| Text shown |
+ + +
Lina Bertling Tjernberg (formerly Lina Margarita Bertling; born 1973) is a Swedish electrical engineer, a professor in the Division of Electric Power and Energy Systems of the KTH Royal Institute of Technology in Stockholm, and deputy head of the institute's School of Electrical Engineering and Computer Science. Her research concerns the reliability, maintenance, and asset management of power infrastructure over its lifetime.

==Education and career==
Tjernberg was born in 1973 in Huddinge Municipality, part of the Stockholm urban area. After studying vehicle engineering at KTH and earning a master's degree in 1997, she switched to electrical power engineering, still at KTH. She received a licenciate in 1999 and completed her Ph.D. in 2002. In 2008 she received a docent degree, the Swedish equivalent of a habilitation.

Beginning in 2002 she was an associate professor at KTH, on leave for 2002–2003 to be a postdoctoral researcher at the University of Toronto. In 2007 she also became director of research for the Swedish national grid. In 2009 she moved from KTH to Chalmers University to become Professor of Sustainable Electric Power Systems, and in 2013 she returned to KTH as Professor of Power Grid Technology. She became deputy head of the school in 2024.
+ + +
| Given information |

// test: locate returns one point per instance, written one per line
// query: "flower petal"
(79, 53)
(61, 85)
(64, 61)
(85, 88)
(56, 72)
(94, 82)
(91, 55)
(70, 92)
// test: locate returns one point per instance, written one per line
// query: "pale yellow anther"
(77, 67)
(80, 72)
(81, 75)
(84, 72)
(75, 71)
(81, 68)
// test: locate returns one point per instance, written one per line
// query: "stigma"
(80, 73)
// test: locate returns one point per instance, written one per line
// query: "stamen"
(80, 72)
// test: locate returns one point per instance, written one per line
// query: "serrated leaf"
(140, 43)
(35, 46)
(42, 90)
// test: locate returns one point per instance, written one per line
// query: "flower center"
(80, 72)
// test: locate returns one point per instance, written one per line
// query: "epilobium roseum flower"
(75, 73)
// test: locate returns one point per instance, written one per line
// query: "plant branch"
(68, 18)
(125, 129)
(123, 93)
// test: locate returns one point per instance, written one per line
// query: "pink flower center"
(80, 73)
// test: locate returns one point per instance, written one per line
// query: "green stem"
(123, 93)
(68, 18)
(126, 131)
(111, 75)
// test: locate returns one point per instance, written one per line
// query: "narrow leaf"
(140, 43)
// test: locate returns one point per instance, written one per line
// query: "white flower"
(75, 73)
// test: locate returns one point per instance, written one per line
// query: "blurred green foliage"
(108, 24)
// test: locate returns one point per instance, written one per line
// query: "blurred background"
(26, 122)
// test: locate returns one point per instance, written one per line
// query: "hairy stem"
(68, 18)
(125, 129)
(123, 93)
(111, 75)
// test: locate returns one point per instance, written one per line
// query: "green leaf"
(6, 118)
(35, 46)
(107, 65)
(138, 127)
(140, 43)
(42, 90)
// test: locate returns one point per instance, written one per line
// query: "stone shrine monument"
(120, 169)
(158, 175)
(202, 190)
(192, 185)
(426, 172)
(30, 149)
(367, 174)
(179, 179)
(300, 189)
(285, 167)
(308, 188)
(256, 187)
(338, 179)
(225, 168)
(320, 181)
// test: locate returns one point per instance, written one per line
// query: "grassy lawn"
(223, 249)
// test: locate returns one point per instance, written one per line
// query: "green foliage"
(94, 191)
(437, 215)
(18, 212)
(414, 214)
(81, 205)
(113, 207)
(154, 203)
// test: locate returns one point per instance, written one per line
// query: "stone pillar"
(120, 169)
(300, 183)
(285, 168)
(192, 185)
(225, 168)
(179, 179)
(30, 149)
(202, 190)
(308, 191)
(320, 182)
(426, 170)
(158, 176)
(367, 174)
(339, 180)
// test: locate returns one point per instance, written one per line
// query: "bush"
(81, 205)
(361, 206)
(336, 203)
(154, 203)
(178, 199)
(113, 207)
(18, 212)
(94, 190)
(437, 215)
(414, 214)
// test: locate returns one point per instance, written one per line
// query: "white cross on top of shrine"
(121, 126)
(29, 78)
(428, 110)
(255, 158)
+ + +
| Required work |
[A] How would you render this sentence from the text about Lina Bertling Tjernberg in Spanish: "She received a licenciate in 1999 and completed her Ph.D. in 2002."
[B] In the text about Lina Bertling Tjernberg, which university did she move to in 2009?
[C] Resume the text about Lina Bertling Tjernberg after its last sentence.
Nothing in the data is needed for what comes next.

| Answers to the exercises |
[A] Obtuvo una licenciatura en 1999 y completó su doctorado en 2002.

[B] Chalmers University, where she became Professor of Sustainable Electric Power Systems.

[C]
==Book==
Tjernberg is the author of Infrastructure Asset Management with Power System Applications (CRC Press, 2018).

==Recognition==
Tjernberg was a distinguished lecturer of the IEEE Power Engineering Society in 2016, and of the IEEE Reliability Society in 2024. She was named as a Fellow of the Royal Swedish Academy of Engineering Sciences in 2022. She was named to the 2026 class of IEEE Fellows, "for contributions to predictive maintenance models for power system reliability".